- _EXERCISE DIRECTIONS_: Turn the rows below into a numbered list with one line per item, skipping blank lines. Leave the pictures out of your answer.

-- SUPPLIED MATERIAL start --

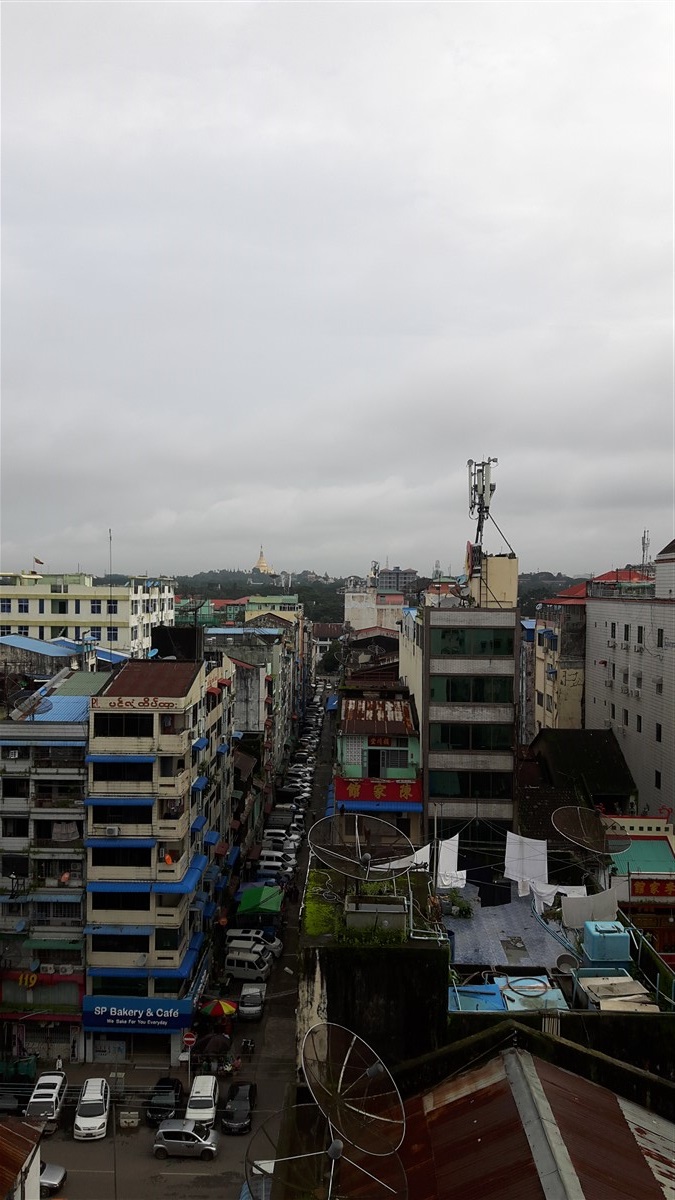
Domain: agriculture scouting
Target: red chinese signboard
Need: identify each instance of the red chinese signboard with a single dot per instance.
(647, 888)
(393, 790)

-- SUPPLIED MATERIAL end --

- _WRITTEN RESPONSE_:
1. Domain: agriculture scouting
2. Target: red chinese signboard
3. Need: identify each instance of the red chinese signboard with a single dot per instance.
4. (647, 888)
5. (393, 790)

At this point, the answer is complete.